(Data for this exercise Opens)

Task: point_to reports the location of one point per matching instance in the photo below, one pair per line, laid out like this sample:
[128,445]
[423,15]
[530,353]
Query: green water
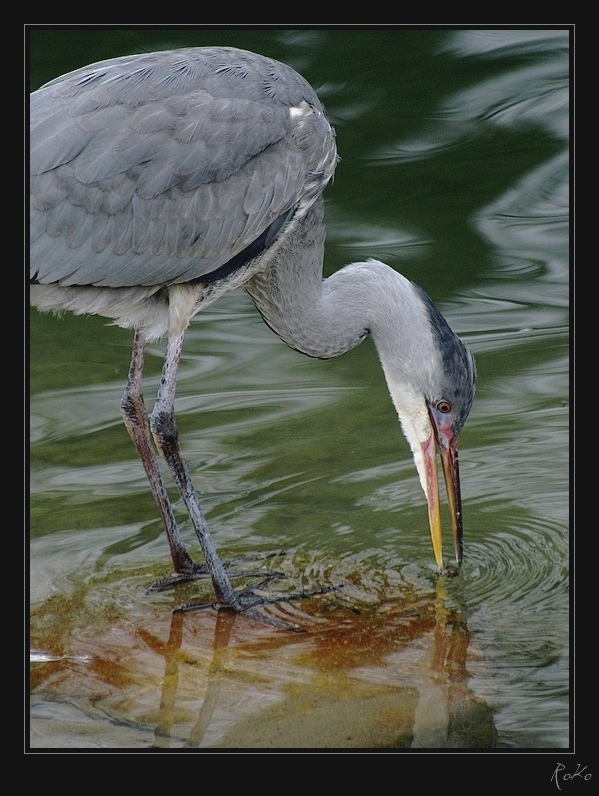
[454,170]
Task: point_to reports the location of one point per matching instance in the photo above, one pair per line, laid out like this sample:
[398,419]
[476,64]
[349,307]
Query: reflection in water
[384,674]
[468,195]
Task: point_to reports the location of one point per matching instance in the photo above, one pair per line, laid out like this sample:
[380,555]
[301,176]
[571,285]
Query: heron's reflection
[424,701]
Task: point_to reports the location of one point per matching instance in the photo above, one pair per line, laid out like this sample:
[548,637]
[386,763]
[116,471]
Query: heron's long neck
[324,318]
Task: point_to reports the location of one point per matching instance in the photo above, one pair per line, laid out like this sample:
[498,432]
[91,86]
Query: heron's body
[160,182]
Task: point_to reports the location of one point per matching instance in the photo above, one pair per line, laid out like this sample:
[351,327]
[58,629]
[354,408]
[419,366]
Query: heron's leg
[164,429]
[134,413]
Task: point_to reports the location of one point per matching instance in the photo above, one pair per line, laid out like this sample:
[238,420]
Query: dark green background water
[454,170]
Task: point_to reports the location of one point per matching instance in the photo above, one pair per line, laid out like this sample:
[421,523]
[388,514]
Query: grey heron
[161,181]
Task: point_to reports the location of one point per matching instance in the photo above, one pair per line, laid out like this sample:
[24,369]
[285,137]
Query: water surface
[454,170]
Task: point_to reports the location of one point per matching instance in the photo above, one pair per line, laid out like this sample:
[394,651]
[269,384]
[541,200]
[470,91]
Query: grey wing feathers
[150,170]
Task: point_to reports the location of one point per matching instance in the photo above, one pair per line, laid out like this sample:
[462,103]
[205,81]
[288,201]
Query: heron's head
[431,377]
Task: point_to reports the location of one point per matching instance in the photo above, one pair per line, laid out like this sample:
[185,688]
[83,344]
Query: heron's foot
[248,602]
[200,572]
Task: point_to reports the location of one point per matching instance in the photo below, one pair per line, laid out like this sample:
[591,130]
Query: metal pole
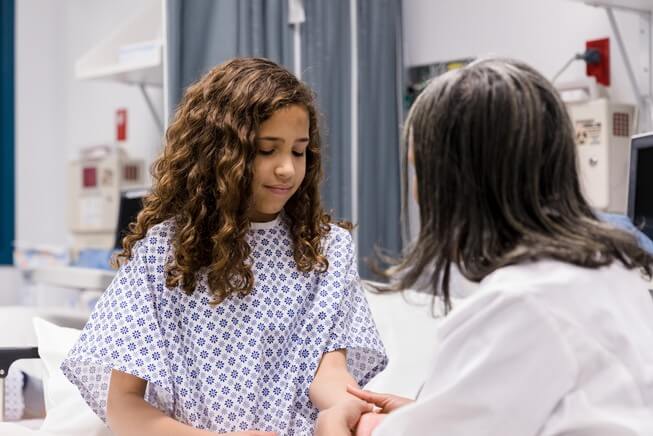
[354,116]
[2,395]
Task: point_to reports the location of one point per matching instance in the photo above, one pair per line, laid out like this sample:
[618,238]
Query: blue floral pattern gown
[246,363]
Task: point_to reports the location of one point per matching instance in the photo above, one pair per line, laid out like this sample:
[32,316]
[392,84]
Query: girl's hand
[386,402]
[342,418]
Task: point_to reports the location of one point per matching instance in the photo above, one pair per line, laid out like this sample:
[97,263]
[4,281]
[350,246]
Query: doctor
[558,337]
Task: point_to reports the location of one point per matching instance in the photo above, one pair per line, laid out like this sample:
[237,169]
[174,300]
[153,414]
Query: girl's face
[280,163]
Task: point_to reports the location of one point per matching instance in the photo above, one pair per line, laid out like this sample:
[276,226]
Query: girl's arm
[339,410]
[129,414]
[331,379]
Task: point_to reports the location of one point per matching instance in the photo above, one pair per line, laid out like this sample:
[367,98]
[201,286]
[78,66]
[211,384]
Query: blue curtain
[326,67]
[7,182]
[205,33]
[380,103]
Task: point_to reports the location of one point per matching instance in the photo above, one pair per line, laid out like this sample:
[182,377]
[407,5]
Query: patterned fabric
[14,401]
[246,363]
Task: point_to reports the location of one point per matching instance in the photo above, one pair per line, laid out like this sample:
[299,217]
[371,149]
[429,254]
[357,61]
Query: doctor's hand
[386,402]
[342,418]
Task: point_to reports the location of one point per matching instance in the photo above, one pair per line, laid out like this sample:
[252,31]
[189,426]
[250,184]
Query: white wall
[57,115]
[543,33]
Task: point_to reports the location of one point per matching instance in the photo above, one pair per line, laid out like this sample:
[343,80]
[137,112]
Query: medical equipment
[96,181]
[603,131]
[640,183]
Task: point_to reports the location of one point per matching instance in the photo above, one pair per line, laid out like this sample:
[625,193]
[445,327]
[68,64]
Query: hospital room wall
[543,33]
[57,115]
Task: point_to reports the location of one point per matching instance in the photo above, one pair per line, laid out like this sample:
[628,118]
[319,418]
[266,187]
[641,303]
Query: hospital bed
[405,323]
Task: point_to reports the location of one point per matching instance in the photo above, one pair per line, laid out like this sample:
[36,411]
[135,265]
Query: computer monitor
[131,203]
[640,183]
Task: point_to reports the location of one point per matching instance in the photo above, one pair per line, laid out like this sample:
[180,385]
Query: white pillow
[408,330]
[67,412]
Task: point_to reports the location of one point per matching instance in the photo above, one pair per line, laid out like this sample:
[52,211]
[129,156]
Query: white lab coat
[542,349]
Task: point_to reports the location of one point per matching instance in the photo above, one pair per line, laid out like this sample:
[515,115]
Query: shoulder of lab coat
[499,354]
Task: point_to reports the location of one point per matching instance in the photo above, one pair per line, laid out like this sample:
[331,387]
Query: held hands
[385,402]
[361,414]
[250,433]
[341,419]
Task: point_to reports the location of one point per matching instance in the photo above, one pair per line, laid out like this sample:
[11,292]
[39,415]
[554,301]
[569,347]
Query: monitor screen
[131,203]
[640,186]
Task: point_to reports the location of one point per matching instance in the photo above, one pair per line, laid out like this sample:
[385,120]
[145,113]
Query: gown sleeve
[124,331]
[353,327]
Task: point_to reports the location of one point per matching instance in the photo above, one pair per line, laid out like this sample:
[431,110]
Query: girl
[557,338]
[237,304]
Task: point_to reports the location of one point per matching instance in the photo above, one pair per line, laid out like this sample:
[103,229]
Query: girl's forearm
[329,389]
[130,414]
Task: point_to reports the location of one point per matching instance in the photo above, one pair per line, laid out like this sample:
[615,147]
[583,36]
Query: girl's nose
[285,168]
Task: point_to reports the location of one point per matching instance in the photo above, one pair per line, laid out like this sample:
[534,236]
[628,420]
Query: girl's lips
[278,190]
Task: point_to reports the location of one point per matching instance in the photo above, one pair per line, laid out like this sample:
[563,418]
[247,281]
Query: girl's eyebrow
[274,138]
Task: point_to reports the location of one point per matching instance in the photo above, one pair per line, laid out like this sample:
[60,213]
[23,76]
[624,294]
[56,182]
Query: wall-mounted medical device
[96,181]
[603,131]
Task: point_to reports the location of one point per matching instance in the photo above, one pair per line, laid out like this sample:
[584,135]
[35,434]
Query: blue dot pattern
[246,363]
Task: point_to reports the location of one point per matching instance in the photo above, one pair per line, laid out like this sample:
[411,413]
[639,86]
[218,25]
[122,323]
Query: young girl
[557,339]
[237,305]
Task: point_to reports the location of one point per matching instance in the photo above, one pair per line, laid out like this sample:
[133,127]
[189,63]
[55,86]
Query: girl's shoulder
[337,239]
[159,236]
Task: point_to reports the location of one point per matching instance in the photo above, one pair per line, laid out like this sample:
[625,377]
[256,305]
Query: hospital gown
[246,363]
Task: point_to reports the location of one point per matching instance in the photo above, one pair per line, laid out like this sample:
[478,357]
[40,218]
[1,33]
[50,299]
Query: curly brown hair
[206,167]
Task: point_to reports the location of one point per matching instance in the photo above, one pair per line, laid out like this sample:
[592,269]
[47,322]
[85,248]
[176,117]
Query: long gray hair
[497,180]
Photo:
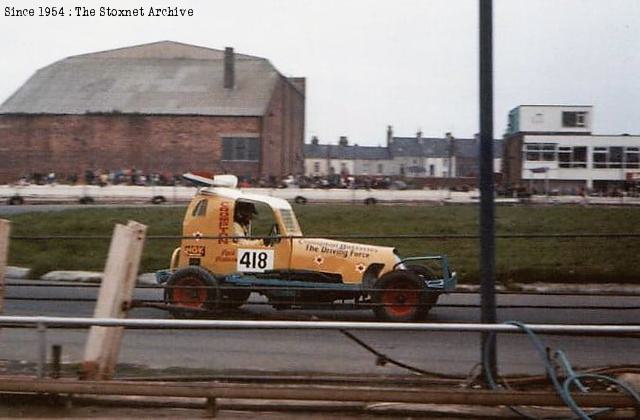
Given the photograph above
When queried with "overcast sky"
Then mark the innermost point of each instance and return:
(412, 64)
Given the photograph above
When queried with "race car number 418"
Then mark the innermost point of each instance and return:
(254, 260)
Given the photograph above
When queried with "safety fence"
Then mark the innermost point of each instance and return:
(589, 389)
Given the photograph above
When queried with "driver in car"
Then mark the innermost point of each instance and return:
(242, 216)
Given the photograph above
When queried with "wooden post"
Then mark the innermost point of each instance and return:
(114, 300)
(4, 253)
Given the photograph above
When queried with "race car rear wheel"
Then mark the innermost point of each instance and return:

(Data for this exercise Closes)
(Data for this exercise Opens)

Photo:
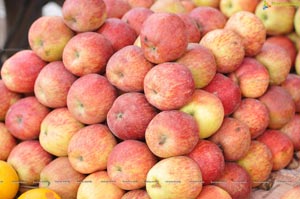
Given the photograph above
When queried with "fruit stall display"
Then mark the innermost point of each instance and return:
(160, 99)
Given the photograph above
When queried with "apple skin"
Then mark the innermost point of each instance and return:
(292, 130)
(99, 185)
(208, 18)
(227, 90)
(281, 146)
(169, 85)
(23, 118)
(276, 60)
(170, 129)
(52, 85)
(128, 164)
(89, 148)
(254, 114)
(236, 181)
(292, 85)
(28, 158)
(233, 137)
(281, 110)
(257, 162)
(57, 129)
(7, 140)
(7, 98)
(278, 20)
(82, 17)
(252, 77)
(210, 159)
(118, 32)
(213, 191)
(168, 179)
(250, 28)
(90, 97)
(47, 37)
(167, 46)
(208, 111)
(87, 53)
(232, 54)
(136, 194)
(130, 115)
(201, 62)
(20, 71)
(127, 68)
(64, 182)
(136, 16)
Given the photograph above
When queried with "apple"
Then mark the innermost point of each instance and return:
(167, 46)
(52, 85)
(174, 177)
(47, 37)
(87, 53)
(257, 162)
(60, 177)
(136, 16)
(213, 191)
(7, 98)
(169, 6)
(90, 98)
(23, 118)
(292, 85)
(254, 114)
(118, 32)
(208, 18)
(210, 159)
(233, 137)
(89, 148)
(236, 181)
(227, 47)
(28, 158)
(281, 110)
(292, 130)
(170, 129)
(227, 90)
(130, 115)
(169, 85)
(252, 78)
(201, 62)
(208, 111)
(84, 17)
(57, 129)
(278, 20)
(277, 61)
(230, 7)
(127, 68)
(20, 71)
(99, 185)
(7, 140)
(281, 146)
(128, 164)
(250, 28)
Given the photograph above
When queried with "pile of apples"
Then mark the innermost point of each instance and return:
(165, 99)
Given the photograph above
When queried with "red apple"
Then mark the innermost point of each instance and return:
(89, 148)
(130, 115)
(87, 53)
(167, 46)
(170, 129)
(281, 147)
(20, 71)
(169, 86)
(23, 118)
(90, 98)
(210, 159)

(Data for this exercise Closes)
(Data for this exercise Opens)

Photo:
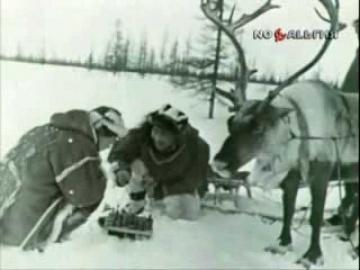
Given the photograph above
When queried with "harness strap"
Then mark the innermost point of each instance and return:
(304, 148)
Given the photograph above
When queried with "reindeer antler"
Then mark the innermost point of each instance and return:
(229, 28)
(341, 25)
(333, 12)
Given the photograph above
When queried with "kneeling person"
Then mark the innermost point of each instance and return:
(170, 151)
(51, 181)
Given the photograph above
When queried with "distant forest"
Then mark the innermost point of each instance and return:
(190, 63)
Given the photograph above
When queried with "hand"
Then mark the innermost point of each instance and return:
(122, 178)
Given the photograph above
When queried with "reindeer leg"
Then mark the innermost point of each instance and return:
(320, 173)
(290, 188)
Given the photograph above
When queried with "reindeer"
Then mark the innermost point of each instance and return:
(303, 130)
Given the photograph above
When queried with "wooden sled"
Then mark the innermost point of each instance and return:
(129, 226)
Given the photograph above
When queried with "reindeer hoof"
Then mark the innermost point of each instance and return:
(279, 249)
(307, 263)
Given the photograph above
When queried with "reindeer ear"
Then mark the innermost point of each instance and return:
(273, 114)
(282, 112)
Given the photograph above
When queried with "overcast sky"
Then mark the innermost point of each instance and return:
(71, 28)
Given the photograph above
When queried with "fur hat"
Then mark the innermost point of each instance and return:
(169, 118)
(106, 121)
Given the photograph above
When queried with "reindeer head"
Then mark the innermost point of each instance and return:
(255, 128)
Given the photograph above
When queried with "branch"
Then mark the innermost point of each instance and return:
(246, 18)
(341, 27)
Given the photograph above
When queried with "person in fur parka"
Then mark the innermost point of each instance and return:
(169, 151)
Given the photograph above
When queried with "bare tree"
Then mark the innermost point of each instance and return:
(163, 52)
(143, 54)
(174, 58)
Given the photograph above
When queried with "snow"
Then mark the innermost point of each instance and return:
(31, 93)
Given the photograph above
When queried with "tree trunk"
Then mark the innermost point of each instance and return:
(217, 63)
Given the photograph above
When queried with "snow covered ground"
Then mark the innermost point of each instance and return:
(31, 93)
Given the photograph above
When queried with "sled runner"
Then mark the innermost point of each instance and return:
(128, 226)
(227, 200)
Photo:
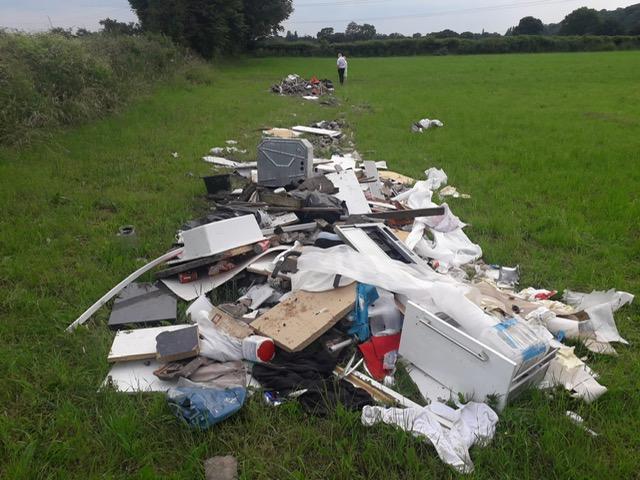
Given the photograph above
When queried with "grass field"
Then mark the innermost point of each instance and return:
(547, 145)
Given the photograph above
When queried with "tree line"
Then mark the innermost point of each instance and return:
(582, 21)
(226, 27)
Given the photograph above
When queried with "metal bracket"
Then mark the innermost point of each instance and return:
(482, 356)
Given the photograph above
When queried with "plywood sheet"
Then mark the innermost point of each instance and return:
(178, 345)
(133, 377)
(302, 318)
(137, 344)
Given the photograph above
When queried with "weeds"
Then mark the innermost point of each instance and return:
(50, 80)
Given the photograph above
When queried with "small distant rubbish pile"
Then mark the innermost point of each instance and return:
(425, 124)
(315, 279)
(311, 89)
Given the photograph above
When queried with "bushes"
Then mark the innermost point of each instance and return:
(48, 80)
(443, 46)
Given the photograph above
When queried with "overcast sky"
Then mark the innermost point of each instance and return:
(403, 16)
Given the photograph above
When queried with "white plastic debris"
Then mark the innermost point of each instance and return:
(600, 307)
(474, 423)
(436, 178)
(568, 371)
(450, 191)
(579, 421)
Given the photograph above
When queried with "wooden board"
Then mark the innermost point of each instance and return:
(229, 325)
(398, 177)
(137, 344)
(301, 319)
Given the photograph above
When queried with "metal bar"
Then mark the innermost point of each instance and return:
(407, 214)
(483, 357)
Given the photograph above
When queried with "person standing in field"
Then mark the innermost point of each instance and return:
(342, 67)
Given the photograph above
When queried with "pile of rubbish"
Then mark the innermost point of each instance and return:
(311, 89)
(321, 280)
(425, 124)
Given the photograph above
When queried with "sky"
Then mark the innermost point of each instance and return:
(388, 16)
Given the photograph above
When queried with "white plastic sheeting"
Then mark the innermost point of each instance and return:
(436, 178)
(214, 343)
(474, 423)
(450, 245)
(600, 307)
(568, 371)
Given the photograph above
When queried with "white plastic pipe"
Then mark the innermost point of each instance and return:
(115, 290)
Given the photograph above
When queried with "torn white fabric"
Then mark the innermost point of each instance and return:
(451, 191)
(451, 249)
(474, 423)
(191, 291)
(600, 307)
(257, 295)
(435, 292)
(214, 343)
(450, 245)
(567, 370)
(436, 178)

(Data for this exercise Closes)

◆ Task to complete
Return, from the data above, each line in which the string "sled" appears.

◆ Output of the task
When queried with "wooden sled"
When queried with "sled runner"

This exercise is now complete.